• Work to be completed: Put the items into a two-column CSV with the headers item_text and item_answer. Include everything from the line containing "Kindly give the mask of every instance of the dry" down to the line containing "[[[268,253],[380,222],[598,228],[600,131],[0,131],[0,230]]]", with both of those lines included. Give one row per item, put each field in quotes, and turn line breaks within a field into spaces.

• Extracted records:
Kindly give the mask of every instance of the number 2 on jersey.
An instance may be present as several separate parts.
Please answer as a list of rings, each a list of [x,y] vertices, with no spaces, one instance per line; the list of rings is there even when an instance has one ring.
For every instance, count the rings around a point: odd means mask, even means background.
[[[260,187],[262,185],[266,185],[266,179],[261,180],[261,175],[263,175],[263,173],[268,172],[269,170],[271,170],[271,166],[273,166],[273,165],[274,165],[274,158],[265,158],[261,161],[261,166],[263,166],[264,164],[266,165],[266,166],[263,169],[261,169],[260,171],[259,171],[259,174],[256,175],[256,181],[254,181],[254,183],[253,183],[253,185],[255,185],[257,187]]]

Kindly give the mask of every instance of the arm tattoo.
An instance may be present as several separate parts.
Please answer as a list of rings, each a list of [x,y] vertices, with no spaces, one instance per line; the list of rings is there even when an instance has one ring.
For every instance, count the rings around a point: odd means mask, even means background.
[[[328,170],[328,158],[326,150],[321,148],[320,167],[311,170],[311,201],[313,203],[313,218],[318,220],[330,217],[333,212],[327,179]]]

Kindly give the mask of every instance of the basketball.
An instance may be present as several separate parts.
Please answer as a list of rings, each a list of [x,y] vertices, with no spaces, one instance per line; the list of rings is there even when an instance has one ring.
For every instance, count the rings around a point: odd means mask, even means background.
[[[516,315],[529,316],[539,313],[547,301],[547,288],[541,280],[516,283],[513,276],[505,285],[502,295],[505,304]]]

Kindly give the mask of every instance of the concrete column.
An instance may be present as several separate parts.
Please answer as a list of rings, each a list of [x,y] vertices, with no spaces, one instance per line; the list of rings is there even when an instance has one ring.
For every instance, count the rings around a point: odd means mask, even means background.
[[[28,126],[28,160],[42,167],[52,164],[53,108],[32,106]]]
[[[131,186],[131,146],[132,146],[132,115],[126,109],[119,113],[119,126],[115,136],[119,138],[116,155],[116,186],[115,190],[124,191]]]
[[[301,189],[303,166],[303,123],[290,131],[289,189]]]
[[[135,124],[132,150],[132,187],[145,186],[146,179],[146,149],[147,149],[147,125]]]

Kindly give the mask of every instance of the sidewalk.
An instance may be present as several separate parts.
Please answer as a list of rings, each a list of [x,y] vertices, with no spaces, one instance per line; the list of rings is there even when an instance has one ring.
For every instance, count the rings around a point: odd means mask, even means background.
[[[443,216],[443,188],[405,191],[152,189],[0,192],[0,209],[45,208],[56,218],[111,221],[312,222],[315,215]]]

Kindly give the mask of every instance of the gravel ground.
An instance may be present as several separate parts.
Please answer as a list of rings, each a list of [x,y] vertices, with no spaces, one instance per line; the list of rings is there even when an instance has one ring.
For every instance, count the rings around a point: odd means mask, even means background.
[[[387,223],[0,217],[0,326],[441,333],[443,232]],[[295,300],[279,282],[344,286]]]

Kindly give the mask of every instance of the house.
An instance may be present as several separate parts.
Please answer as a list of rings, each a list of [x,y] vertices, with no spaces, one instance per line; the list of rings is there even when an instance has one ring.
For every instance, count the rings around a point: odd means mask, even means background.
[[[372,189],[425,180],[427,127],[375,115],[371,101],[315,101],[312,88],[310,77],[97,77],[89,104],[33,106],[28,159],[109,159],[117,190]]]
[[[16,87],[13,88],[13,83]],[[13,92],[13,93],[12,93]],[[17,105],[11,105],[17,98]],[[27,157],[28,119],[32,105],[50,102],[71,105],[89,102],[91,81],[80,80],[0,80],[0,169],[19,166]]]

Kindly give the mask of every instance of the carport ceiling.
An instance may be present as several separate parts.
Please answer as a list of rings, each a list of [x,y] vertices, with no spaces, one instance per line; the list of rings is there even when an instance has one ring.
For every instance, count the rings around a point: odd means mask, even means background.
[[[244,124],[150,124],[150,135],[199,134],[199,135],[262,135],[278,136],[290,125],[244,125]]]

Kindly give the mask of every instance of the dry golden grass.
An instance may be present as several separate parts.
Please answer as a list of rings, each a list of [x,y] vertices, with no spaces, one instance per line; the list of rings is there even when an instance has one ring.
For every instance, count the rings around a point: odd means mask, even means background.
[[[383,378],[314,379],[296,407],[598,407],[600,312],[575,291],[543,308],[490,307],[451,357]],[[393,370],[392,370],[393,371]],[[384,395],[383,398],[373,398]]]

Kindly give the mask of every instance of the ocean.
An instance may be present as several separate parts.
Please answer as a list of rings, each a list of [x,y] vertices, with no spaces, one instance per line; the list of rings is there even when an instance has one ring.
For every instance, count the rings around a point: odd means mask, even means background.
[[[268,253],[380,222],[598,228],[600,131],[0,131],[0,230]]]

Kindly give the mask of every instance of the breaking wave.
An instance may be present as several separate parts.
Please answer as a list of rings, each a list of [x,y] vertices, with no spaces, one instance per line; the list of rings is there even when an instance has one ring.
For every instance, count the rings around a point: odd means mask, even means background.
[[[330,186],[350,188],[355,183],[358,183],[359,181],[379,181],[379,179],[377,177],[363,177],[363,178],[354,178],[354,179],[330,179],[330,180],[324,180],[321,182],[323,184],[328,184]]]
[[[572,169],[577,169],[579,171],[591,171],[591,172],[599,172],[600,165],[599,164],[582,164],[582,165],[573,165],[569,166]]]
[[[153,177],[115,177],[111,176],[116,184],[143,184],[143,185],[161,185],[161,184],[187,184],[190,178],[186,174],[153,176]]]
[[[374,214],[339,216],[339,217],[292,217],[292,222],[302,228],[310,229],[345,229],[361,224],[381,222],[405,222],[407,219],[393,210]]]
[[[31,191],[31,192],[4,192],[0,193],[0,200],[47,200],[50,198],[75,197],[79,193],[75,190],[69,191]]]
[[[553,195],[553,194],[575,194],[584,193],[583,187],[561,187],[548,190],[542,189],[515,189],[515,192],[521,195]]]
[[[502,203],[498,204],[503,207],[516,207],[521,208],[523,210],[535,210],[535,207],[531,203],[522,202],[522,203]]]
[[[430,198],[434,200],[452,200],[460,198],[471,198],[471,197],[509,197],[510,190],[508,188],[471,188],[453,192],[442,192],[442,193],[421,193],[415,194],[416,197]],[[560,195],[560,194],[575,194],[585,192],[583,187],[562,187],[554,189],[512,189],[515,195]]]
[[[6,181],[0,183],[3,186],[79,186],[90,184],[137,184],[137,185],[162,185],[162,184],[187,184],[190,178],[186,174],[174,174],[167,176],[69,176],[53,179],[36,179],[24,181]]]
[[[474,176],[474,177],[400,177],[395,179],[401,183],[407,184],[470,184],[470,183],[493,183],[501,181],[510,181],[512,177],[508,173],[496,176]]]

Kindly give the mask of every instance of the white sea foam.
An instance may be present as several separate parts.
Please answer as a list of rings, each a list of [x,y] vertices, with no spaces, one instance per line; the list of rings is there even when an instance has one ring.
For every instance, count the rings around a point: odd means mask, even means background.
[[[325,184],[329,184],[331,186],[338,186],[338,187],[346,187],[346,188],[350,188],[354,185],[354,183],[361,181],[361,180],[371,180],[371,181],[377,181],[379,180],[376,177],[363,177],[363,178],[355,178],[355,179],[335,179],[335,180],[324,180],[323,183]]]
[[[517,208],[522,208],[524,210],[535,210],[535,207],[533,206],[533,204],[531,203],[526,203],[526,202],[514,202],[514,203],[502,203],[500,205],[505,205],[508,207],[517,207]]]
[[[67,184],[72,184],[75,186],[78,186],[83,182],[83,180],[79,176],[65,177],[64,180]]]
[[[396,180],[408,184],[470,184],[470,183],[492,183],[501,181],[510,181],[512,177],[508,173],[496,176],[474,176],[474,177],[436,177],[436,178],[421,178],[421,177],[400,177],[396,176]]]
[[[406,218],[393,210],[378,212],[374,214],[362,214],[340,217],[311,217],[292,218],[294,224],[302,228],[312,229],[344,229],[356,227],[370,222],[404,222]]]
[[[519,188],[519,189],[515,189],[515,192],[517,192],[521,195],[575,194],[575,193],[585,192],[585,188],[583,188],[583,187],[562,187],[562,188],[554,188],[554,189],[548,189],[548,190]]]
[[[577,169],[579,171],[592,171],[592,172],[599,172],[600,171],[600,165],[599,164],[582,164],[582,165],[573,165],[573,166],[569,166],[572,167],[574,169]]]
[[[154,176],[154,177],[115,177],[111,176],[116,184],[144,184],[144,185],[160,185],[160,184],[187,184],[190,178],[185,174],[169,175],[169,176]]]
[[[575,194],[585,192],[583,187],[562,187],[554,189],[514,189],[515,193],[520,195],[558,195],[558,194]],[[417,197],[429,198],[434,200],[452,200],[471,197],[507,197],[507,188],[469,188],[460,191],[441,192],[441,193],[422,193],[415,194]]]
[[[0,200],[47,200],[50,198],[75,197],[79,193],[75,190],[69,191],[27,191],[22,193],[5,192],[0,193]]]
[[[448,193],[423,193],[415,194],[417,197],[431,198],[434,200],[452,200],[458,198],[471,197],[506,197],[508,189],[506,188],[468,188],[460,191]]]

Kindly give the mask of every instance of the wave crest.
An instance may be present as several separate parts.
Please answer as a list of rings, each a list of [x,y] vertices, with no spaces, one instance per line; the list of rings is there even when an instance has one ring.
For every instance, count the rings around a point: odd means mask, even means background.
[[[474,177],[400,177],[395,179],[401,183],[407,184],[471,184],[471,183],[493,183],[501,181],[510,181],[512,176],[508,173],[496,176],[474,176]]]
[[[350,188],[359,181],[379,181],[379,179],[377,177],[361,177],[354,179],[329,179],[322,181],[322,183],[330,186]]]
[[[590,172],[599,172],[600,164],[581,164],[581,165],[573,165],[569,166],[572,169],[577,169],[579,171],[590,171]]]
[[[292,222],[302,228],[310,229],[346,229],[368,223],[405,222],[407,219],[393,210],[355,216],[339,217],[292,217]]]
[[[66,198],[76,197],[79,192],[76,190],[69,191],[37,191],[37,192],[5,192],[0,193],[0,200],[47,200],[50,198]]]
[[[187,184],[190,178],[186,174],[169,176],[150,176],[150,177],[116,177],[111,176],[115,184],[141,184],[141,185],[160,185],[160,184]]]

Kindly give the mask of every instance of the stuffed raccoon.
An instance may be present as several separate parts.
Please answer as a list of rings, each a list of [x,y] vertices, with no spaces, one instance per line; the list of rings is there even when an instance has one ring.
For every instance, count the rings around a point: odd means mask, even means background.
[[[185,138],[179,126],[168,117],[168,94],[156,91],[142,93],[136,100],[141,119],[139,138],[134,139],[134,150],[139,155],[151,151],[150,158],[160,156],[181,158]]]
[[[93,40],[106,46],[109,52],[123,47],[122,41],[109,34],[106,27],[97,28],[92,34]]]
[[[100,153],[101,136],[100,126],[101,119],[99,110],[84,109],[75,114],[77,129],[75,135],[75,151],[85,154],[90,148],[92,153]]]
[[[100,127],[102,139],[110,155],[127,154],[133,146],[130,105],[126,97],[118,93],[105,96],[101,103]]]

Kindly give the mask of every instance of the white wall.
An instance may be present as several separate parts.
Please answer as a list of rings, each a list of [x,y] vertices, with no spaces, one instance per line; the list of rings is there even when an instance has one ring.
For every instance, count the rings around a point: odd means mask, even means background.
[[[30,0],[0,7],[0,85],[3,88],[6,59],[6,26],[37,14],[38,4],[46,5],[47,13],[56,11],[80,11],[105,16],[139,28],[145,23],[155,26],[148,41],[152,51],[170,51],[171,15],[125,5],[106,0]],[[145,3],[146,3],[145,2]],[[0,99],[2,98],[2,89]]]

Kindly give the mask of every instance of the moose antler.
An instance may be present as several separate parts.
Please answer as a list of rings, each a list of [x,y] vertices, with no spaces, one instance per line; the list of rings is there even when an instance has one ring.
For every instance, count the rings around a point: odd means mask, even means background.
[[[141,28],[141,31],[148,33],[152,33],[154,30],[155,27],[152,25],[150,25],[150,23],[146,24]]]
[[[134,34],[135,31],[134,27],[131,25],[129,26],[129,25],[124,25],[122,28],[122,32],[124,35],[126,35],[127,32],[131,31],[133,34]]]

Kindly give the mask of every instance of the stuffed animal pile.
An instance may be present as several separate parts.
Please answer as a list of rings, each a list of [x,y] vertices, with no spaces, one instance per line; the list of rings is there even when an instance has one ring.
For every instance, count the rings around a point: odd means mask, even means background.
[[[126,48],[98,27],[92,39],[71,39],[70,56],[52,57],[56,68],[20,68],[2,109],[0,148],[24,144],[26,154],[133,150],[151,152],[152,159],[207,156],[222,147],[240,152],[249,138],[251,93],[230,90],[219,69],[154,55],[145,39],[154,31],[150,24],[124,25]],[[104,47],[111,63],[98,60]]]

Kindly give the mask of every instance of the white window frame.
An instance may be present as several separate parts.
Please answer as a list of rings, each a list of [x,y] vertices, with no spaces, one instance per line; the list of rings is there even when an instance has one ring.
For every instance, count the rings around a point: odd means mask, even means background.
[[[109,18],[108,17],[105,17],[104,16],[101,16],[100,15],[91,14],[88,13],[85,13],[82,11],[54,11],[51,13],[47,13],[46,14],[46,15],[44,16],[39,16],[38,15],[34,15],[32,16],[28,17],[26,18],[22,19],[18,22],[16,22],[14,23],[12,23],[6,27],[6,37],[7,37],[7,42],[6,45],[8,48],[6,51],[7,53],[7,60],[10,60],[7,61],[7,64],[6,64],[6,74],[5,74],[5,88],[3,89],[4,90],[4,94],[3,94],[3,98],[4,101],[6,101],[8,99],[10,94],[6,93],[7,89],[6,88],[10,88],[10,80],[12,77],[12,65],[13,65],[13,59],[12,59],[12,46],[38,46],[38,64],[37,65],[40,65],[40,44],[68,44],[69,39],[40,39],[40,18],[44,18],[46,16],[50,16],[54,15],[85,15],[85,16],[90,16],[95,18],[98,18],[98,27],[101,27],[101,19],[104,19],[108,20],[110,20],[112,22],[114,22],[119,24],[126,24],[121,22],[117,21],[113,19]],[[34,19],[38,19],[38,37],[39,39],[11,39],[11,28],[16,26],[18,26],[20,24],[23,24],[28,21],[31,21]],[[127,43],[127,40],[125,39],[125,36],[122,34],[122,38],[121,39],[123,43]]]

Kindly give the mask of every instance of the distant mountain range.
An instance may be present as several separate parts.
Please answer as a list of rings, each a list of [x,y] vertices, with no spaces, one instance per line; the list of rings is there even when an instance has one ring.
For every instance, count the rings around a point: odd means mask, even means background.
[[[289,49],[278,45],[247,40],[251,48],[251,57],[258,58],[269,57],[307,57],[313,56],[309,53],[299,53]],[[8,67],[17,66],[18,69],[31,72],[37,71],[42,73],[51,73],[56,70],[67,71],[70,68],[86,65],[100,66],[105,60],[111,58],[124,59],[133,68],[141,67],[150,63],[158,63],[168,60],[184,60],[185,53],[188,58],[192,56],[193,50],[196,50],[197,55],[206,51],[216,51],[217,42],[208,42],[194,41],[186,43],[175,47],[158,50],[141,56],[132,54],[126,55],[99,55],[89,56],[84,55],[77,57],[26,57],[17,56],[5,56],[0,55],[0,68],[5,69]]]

• Task result:
item_text,item_answer
"Kindly give the mask of every instance of the dry golden grass. An instance may be present as several separate parts. Please answer as a list of rings, each a list of [x,y] vertices, with no spaces, one instance per line; the list of rings is there even when an instance has one ring. For every instance, count the rings around a point: odd means mask, even means background.","[[[383,378],[314,379],[296,407],[598,407],[600,312],[575,291],[543,308],[490,307],[451,357]],[[393,370],[392,370],[393,371]],[[384,395],[383,398],[373,398]]]"
"Kindly give the mask of every instance of the ocean. An instance may be present as several separate parts. Please answer as a list of rings, each a list of [x,y] vertices, with no spaces, one instance per line; the list of rings is there even when an instance has one ring. For every instance, count the rings around a point: odd means mask, even means background.","[[[268,253],[380,222],[598,228],[600,131],[0,131],[0,230]]]"